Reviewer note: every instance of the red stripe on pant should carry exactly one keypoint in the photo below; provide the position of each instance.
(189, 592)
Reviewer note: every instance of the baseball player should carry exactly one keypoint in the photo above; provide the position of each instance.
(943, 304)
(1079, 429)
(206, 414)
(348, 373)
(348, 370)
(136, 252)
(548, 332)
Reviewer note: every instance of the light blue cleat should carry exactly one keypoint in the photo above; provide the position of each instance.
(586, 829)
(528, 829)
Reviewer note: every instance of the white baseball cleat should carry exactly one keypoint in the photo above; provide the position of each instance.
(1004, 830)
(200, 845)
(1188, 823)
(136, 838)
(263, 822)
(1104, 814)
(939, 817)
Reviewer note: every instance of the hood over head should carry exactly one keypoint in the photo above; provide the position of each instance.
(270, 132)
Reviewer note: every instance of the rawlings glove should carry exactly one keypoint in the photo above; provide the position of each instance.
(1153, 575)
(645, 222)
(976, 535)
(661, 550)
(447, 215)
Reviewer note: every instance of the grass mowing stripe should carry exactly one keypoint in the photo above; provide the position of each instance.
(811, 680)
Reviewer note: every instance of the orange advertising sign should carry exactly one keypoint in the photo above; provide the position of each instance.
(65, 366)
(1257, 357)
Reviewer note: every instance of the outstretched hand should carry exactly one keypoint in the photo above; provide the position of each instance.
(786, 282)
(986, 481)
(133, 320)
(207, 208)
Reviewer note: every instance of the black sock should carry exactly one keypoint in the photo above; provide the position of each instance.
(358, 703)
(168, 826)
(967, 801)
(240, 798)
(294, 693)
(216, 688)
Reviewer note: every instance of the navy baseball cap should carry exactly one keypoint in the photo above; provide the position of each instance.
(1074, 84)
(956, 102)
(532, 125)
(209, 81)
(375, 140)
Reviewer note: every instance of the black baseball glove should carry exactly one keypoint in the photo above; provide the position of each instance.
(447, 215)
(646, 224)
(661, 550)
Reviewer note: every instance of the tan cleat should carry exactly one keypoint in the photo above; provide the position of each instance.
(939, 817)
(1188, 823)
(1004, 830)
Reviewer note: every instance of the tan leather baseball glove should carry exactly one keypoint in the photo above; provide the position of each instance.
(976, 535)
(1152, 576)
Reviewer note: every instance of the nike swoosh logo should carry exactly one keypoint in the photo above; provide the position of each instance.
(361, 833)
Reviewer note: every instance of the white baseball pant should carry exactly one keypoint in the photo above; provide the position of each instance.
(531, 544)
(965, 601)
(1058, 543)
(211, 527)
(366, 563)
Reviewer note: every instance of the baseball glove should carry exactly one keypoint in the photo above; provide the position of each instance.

......

▶ GOAL:
Return exactly the lines from the one containing "Reviewer note: every instance of the tan cleat" through the last line of the records above, both included, and nothing else.

▶ WRITTEN SOLUTION:
Reviewer note: every instance of the tan cleat should carry exactly one keypoint in the photo above; provide the position of each instance.
(939, 817)
(1188, 823)
(1004, 830)
Reviewer note: every instance of the tan leather baseball glove should carry exactly one keypoint in the photo above; provide the position of each instance.
(976, 535)
(1152, 576)
Reviewer note: every instance of the nike swoosh logo should carry exactly one keypoint in the photo above; provide the position of each instance.
(361, 833)
Reviewer note: every instance of the white baseball pant should carry exactly one keypoint in the photo above; provide the position of each instance.
(531, 544)
(965, 601)
(1058, 543)
(211, 527)
(366, 563)
Reviewer note: every instance of the baseball glove should carry exactly one keypoint in the photo above; provide the position of each instance.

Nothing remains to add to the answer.